Once the line containing "find the denim jeans in the photo above" has been copied, stop; copy every line before it exactly, beginning with the first line of the material below.

──────

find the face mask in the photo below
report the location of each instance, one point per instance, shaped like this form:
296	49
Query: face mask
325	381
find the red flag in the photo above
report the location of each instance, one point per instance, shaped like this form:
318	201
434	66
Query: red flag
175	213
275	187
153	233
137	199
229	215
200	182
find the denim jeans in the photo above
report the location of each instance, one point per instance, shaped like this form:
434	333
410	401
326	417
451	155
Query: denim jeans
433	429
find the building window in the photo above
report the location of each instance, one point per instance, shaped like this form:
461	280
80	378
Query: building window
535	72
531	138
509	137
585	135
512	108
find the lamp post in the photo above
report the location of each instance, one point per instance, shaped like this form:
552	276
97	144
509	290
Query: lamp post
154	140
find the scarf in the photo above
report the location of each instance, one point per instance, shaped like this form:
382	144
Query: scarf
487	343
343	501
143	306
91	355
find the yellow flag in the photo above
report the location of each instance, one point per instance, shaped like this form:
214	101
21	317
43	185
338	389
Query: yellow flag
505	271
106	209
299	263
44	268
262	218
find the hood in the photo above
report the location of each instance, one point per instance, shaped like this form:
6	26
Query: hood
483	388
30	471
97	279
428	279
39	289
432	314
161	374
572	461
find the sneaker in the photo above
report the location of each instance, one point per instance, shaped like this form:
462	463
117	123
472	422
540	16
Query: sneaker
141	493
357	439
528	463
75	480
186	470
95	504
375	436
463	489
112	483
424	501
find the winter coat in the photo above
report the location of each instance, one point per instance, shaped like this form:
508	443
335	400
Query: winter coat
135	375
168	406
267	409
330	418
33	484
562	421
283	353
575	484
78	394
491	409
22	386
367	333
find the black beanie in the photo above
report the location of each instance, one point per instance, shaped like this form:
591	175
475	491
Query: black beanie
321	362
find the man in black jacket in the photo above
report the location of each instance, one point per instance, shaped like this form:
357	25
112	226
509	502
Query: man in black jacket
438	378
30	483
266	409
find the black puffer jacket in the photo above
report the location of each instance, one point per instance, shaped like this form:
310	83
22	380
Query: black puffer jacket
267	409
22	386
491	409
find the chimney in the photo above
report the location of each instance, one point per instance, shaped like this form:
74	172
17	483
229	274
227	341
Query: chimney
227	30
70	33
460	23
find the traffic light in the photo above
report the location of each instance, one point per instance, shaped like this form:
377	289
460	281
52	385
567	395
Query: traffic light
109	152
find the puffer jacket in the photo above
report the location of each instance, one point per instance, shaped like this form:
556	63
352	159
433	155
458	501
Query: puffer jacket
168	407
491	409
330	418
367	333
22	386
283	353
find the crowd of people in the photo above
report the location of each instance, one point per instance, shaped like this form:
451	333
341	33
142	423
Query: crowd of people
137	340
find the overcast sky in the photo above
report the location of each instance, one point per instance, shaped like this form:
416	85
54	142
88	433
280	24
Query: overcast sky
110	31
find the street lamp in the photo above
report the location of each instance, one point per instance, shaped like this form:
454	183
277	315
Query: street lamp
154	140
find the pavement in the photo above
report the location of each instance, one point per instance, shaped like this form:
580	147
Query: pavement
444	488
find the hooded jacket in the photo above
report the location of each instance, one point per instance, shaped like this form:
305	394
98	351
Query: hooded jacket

──────

▸ Response to the exercise:
find the face mask in the photo below
report the location of each instance, one point per instance, shaped like this form:
296	49
Query: face mask
325	381
find the red flag in the photo above
report the location of each instance, one point per instance, shaped like this form:
318	201
434	66
Query: red flag
175	213
275	187
153	233
137	199
229	215
200	182
find the denim jeans in the photo above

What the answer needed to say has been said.